» ПИСЬМЕННОЕ ЗАДАНИЕ A:
Найдите в записях все строки со словом «tire» и перепишите их.

» ФРАГМЕНТ ДОКУМЕНТА:
· · · · ·

Зиновьев стал писателем не потому, что алкал самовыражения, делал продукт для литературного рынка или наслаждался игрой слов. Такие писатели существуют в изобилии, он писатель другой.
Я полагаю, он стал писателем от стыда за человеческую природу. От невозможности принять трусость как единственно разумную модель поведения. В те годы, когда он написал «Зияющие высоты» - ну прямо как сейчас - общество достигло пика своего развития, жить стало вальяжно и хорошо. Кризис где-то там за невысокими горами маячил, но поди еще, разгляди его: ничего не видно при высоких ценах на брежневскую нефть. Надо просто не замечать некоторых вещей, надо просто договориться не лезть куда не надо, а в остальном - изволь, делай карьеру. Уже выслали Солженицына, уже фрондеры сошлись на этике невмешательства в дела большие и на правоте малых дел. Уже сложилась традиция свободолюбивых попоек в пельменных: существовали такие уютные местечки, где души раскрывались, рты раззявливались. Пельменные располагались напротив основного места работы - отсидел свои положенные часы, взял бутылку, ну чем не свобода? И ведь речь идет об интеллектуалах, о тех, чьим основным занятием была игра ума, кто противопоставлял умственные занятия - служению Мамоне и Молоху власти. Просто следовало быть осторожным, усвоить правила игры - ну совсем как сегодня. Сегодня играют в демократический рынок, тогда играли - в социалистический лагерь. Однако всегда находится один человек, который испортит всем настроение. Найдется выскочка, который правил не принимает в принципе. По всей видимости, в момент, когда трусость делается нравственной доминантой развития общества, такой человек не может не проявить себя. Просто из уважения к человеческой природе.

· · · · ·

» ПИСЬМЕННОЕ ЗАДАНИЕ B:
Где, судя по тексту о Зиновьеве, располагались пельменные?

· · · · ·

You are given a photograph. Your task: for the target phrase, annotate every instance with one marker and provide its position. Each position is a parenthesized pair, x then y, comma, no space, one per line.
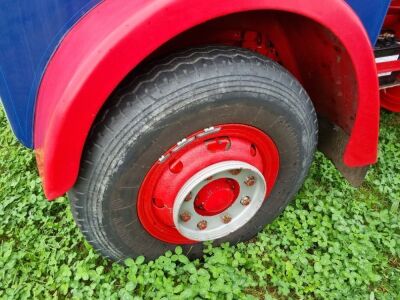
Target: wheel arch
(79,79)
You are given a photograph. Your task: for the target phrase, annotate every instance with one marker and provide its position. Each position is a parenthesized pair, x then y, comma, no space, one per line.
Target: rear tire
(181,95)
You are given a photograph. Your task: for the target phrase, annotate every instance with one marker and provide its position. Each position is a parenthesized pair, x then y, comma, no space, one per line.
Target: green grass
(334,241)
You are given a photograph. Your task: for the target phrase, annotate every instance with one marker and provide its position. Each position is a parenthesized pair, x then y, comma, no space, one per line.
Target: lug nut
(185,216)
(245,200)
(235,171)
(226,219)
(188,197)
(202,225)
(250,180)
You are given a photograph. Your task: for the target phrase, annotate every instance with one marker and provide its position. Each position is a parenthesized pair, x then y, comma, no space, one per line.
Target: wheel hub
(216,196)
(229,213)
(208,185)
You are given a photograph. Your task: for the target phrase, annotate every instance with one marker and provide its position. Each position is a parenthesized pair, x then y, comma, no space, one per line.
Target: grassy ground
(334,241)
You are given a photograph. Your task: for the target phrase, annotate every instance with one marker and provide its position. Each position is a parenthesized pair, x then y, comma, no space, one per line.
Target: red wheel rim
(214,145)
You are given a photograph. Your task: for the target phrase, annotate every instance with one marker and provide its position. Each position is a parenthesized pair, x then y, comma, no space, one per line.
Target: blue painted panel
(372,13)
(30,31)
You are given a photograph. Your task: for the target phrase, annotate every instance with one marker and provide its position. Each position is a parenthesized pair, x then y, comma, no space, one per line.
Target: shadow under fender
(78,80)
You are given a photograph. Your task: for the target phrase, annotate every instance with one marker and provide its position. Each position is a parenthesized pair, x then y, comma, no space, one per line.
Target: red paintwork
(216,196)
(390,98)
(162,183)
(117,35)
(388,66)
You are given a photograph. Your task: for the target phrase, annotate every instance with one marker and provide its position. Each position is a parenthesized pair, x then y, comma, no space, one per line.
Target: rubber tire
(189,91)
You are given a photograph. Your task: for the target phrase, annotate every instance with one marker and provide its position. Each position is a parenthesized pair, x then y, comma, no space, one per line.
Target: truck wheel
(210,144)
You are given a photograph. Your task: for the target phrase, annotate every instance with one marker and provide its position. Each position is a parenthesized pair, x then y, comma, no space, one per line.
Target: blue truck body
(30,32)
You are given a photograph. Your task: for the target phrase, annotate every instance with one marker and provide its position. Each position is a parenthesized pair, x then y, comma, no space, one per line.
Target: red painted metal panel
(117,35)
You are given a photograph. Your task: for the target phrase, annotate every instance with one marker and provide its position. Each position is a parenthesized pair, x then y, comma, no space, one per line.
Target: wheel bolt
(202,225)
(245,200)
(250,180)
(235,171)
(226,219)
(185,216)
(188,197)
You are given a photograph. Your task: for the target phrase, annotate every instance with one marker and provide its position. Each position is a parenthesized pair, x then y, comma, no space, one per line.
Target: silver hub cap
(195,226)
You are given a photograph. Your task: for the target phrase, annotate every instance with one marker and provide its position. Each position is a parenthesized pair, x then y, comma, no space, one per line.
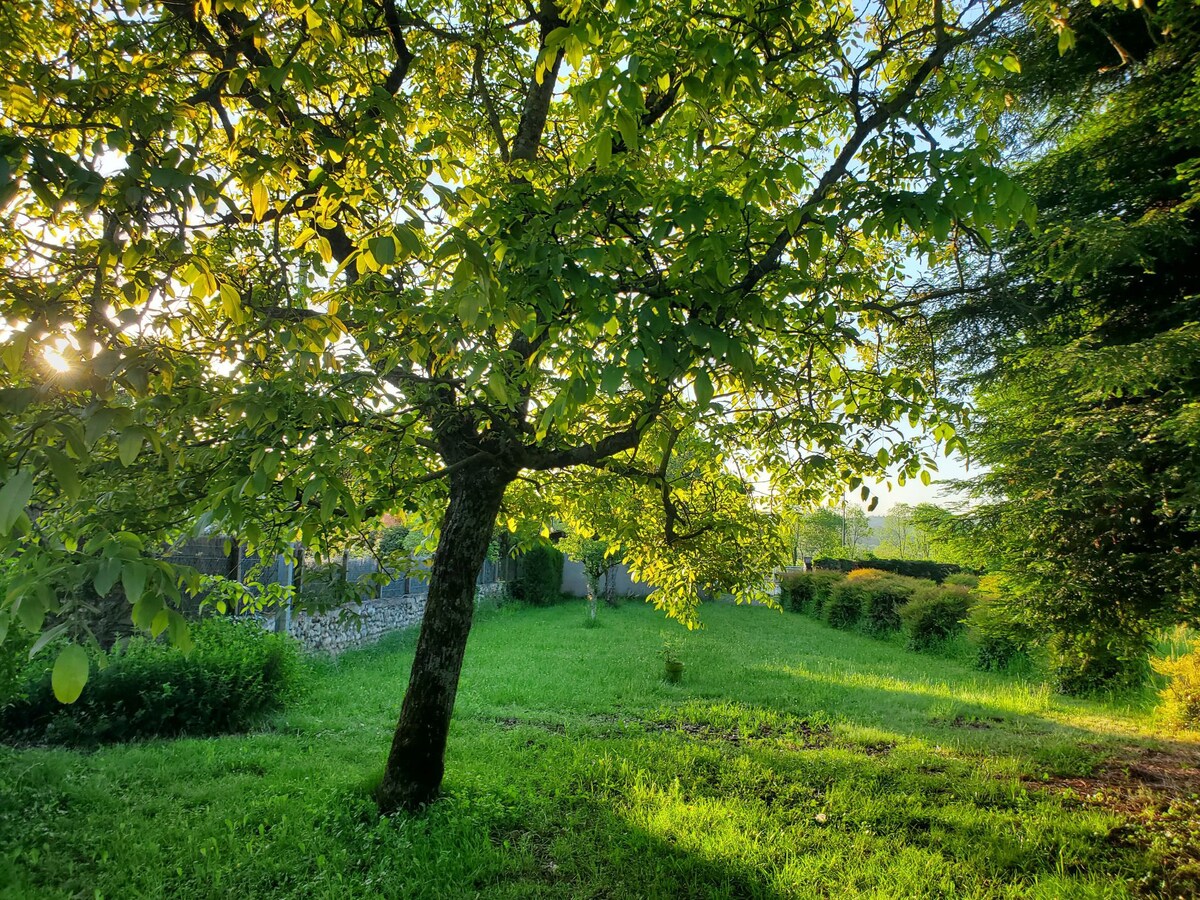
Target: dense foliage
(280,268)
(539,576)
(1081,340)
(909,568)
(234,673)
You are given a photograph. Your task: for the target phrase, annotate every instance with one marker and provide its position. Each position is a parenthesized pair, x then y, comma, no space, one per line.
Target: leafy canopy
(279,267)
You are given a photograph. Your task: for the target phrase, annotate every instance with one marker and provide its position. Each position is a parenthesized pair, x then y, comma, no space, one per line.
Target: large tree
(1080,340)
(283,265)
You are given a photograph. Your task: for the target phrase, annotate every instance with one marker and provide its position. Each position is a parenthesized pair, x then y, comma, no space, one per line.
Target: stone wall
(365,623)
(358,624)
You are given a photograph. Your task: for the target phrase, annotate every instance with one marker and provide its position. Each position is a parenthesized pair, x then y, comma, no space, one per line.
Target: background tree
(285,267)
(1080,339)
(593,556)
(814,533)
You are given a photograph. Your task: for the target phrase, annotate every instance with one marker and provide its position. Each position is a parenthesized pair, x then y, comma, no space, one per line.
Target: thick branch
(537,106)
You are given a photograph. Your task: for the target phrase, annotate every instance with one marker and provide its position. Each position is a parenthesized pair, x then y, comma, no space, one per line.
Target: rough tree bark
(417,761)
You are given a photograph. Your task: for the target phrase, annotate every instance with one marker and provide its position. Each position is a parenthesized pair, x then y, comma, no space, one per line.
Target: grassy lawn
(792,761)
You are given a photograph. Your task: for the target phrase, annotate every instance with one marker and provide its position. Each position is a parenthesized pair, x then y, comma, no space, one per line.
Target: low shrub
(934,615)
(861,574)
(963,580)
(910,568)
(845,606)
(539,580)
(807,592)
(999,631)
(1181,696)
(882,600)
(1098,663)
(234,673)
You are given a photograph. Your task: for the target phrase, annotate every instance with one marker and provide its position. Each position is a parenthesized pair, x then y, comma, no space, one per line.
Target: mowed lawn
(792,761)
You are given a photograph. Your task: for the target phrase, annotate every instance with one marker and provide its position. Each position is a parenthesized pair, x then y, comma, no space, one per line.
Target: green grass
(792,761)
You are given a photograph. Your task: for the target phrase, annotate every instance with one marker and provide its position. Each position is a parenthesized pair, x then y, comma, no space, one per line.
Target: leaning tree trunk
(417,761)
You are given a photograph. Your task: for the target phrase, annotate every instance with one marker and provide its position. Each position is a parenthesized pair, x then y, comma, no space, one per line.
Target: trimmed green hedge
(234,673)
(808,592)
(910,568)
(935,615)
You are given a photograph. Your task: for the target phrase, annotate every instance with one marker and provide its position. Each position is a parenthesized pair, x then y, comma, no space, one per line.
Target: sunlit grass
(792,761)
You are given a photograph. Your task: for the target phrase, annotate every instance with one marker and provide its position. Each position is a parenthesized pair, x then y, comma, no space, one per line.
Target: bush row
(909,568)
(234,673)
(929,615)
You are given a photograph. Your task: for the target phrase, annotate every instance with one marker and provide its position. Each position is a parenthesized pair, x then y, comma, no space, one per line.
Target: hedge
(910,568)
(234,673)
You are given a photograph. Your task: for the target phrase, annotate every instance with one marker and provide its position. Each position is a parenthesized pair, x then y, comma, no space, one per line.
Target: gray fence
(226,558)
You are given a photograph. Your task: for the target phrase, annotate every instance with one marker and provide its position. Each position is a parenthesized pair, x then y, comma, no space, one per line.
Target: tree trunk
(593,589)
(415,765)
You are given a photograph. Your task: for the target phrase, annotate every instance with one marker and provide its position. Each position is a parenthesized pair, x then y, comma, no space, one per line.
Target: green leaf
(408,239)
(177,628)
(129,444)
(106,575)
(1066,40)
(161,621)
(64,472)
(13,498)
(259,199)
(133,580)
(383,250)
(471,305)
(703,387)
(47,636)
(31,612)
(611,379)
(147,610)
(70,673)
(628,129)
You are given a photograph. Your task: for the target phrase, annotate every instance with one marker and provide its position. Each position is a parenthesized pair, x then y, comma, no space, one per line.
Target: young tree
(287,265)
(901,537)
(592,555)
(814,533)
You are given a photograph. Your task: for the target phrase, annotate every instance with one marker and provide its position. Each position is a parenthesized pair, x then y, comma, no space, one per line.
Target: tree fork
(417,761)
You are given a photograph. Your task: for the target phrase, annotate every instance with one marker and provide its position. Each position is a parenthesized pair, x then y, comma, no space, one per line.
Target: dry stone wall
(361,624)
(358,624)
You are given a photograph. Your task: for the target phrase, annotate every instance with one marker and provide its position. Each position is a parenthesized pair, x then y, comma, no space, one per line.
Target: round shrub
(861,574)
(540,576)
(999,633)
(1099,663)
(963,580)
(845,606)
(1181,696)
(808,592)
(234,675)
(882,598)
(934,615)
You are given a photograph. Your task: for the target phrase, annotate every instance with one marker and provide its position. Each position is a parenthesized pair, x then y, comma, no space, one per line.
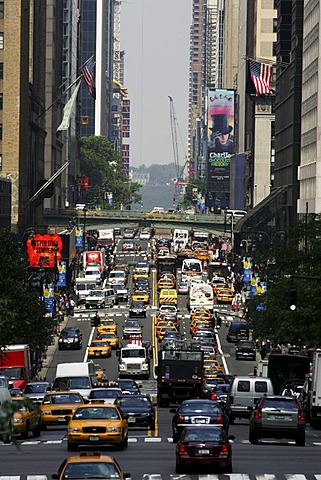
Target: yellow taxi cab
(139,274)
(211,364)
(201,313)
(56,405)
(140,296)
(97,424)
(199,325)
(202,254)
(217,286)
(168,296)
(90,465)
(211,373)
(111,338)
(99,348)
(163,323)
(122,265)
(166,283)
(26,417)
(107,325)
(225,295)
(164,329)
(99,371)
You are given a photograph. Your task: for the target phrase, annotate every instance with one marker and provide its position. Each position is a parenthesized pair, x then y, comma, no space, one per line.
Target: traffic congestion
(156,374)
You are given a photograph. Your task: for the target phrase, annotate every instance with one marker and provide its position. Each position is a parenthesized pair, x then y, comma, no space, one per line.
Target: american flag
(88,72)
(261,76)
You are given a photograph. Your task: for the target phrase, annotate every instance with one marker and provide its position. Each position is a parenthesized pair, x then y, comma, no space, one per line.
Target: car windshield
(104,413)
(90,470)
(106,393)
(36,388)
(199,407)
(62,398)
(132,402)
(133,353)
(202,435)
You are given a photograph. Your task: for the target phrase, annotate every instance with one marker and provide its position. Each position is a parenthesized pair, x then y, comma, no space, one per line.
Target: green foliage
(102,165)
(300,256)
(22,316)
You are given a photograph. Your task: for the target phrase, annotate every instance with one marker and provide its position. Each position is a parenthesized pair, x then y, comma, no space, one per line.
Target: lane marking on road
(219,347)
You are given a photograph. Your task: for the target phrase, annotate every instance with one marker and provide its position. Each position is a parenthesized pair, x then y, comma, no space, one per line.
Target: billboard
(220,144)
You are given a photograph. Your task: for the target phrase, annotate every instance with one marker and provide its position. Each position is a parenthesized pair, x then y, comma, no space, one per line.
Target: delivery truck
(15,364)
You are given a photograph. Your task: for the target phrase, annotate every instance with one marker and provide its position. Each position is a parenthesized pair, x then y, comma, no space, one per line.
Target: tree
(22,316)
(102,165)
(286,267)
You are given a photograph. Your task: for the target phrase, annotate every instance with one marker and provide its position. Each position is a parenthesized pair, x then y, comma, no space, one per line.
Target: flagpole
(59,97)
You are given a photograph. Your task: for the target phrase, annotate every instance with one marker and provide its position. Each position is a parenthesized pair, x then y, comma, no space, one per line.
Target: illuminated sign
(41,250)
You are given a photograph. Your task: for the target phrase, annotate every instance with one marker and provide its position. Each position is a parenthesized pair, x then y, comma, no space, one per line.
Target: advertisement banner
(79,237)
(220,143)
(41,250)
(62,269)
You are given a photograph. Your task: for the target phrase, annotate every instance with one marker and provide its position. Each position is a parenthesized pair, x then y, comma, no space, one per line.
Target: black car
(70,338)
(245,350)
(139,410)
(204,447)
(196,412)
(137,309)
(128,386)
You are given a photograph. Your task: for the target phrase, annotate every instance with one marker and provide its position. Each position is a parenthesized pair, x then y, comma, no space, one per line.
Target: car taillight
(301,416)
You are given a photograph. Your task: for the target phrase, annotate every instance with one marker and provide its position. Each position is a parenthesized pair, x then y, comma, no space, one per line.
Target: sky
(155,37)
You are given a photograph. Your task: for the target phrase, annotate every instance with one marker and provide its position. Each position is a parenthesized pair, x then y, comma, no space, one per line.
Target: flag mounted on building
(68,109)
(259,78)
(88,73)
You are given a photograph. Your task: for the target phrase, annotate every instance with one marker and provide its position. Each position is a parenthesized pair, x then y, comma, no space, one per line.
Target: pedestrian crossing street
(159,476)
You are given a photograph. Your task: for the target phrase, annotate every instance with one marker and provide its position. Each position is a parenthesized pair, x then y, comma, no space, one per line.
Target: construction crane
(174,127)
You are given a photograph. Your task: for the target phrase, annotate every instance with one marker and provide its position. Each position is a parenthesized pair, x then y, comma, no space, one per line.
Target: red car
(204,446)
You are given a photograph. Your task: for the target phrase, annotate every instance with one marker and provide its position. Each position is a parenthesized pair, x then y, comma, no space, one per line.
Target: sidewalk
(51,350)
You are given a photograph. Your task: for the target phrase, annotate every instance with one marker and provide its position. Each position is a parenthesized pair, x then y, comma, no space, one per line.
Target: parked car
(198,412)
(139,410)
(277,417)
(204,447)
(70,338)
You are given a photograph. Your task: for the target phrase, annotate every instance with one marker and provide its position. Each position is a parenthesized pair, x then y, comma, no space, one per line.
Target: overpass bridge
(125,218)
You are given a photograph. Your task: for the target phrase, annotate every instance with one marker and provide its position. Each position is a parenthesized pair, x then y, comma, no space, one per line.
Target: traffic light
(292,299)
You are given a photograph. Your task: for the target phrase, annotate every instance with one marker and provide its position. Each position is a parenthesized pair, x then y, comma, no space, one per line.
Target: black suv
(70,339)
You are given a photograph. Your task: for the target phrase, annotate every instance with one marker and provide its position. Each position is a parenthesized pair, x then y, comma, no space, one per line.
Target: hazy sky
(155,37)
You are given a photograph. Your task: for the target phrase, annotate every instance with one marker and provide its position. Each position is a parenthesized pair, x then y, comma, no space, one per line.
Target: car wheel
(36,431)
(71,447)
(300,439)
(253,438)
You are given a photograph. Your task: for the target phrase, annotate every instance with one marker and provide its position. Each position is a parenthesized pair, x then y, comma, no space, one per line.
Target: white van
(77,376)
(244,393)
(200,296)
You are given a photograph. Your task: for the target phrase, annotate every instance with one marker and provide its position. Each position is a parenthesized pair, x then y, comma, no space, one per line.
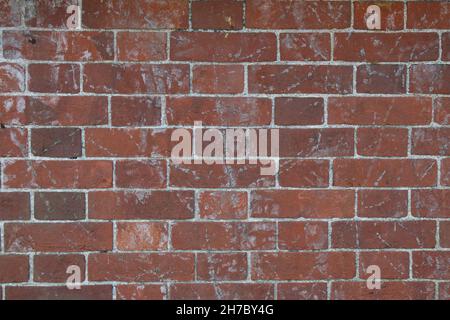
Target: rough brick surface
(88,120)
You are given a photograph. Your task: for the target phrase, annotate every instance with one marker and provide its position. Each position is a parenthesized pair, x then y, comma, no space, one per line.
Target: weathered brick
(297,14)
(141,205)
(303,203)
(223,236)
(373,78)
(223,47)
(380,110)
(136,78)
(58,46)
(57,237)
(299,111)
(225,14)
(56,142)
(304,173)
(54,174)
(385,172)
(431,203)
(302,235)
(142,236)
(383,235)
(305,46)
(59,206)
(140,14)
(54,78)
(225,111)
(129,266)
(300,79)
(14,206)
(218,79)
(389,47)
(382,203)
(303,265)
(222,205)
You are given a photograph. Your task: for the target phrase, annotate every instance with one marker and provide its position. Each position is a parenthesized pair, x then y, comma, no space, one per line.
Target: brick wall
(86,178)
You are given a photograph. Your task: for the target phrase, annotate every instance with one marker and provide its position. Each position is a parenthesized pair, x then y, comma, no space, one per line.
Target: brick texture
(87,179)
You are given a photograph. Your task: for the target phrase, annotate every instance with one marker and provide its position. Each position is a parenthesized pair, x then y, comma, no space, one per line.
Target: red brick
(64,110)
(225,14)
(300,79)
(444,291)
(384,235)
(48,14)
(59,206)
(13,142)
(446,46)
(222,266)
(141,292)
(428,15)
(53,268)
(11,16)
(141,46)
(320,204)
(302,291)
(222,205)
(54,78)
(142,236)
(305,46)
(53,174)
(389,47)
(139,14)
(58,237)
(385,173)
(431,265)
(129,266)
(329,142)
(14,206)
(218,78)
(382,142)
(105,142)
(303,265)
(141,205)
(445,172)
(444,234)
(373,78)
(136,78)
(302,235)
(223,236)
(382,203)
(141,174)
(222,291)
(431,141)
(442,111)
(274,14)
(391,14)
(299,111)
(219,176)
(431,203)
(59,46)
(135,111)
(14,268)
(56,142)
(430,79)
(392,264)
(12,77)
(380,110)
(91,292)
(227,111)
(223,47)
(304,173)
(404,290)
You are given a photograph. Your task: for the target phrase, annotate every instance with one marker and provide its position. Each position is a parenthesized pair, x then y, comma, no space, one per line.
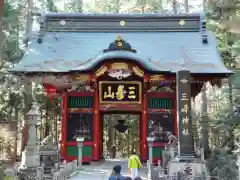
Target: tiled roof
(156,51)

· · · · ·

» ПОЛНЫЙ ОТВЕТ A:
Target: rear tire
Target: rubber tire

» ПОЛНЫЙ ОТВЕТ B:
Напротив основного места работы.